What to work on:
Entries below include pictures. Output exactly the lines from the one with "Target phrase: snow surface" down to the one with "Target phrase: palm tree trunk", both ends included, and leave the pictures out.

━━━ Supplied data

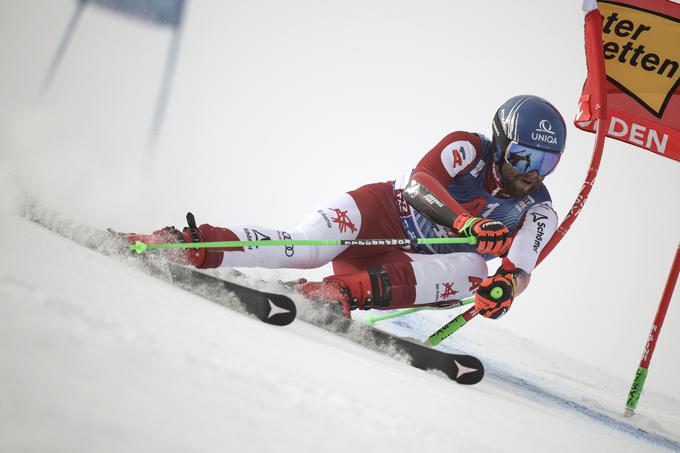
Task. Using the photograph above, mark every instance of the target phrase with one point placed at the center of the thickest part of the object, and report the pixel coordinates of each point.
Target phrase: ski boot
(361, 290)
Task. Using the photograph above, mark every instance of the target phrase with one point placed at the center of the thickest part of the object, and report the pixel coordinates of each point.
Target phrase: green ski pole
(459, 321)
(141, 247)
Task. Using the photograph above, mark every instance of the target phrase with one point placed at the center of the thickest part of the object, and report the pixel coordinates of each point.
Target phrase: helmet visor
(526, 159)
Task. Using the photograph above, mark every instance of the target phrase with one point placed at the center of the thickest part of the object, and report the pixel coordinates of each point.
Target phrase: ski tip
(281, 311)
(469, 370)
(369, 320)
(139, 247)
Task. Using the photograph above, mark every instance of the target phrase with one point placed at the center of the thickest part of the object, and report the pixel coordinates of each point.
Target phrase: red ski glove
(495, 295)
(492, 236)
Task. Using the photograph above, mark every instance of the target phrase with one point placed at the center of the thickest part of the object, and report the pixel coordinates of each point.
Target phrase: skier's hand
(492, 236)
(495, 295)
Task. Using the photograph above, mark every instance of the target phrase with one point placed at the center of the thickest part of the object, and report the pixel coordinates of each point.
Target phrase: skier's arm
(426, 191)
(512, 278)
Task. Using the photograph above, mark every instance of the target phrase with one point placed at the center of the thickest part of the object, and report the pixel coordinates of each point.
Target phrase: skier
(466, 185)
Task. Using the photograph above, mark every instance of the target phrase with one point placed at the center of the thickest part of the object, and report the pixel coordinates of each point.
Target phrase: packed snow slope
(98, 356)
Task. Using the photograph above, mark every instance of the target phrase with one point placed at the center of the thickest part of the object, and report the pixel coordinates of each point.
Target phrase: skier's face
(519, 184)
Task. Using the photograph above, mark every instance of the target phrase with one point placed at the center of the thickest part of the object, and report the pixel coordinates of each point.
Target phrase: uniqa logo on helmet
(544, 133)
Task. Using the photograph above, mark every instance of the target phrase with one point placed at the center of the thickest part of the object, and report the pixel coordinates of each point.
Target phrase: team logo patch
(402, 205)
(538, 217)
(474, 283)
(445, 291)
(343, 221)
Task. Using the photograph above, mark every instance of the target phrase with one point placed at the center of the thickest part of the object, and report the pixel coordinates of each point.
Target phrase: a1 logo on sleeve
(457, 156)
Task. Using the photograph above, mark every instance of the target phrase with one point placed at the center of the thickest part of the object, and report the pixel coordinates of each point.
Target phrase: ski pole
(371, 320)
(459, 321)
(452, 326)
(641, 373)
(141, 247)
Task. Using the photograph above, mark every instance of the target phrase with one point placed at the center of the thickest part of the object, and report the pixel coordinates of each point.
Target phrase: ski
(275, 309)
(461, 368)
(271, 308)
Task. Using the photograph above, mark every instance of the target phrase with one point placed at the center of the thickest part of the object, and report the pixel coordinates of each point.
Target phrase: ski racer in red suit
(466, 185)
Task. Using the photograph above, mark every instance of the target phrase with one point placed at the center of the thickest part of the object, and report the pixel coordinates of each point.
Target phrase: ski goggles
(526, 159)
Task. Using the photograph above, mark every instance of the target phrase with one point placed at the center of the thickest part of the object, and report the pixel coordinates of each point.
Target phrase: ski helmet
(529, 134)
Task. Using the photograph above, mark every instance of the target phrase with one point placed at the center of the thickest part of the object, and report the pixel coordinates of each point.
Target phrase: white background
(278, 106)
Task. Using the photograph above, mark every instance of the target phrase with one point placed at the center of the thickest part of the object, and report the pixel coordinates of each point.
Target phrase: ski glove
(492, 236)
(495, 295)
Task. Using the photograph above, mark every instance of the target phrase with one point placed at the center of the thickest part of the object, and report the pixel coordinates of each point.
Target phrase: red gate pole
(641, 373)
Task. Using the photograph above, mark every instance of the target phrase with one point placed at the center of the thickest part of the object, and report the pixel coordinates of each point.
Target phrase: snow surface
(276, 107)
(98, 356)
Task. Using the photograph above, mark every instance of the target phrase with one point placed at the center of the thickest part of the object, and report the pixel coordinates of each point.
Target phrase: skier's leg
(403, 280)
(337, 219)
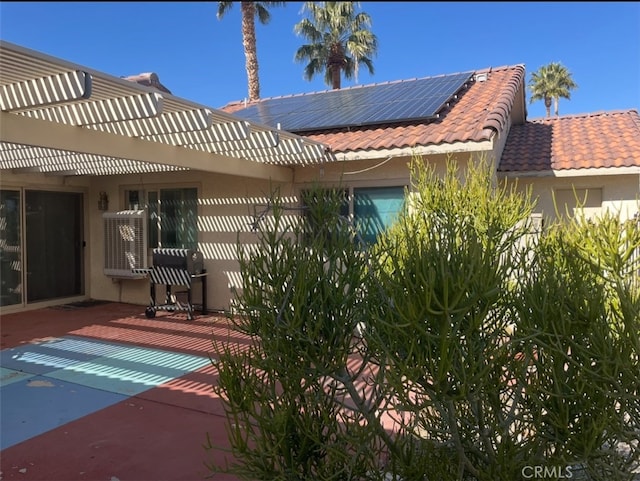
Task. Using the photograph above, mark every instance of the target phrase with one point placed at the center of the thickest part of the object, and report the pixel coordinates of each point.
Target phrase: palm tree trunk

━━━━━━
━━━ Supplied data

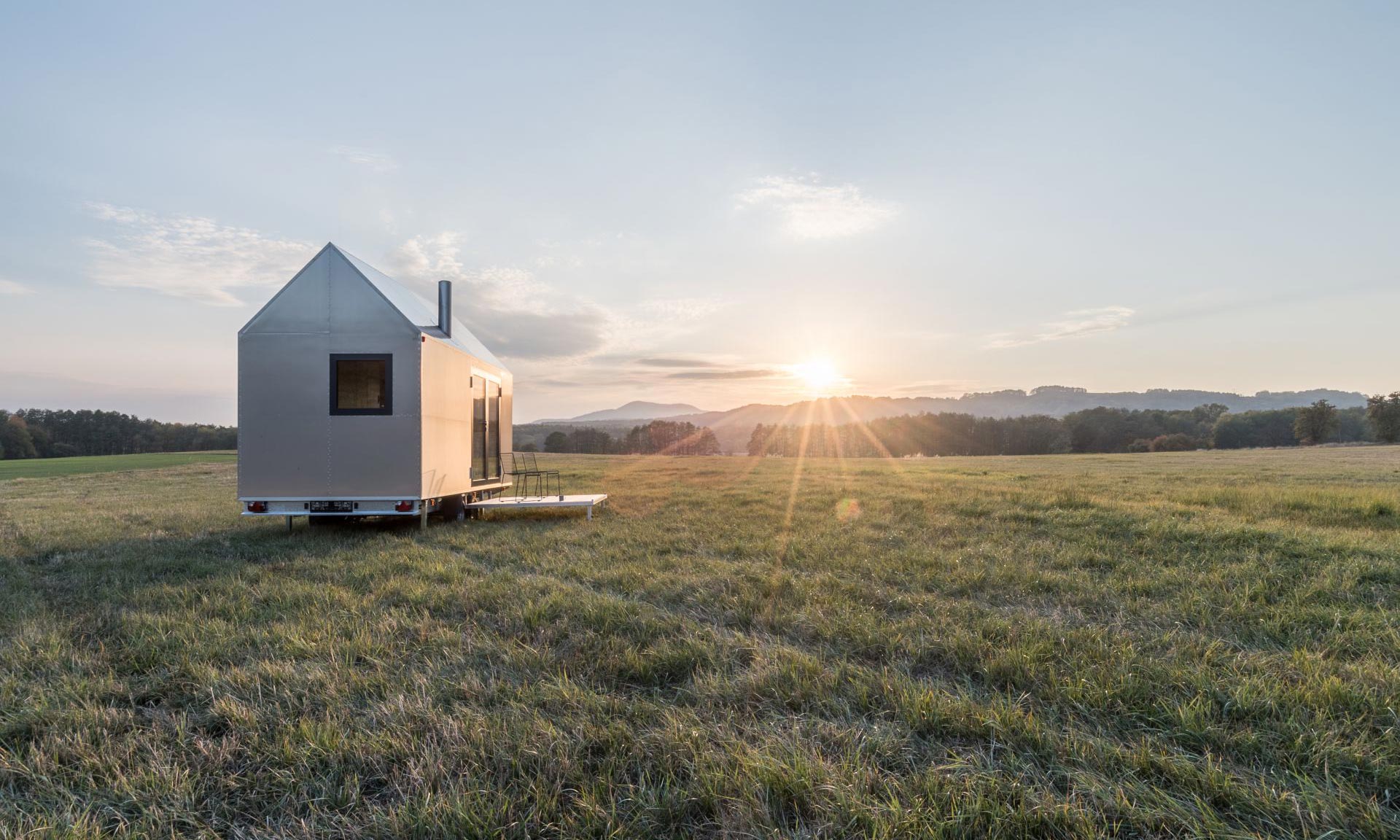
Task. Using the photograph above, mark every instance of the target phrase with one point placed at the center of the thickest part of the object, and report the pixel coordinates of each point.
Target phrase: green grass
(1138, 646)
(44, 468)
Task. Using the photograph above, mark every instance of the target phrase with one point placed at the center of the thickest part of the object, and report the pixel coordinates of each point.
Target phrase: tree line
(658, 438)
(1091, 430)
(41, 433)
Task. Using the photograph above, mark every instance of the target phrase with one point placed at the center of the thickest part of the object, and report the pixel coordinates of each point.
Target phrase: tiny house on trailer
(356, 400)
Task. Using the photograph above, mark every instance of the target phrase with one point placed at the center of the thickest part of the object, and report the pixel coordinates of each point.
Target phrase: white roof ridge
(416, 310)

━━━━━━

Solution below:
Target phrase: snow surface
(276, 107)
(98, 356)
Task. Using the photograph above, mark every instance of the target phrase with one point placed at the center of the thickest part of the object, and report the pixel coordinates of each point.
Target phrase: skier's leg
(403, 280)
(337, 219)
Task. Using the photograph above, mark every instance of the target phrase with one point placed at the center of the thickest part of the object, and report the pixel coordinates of each point.
Target phrase: palm tree trunk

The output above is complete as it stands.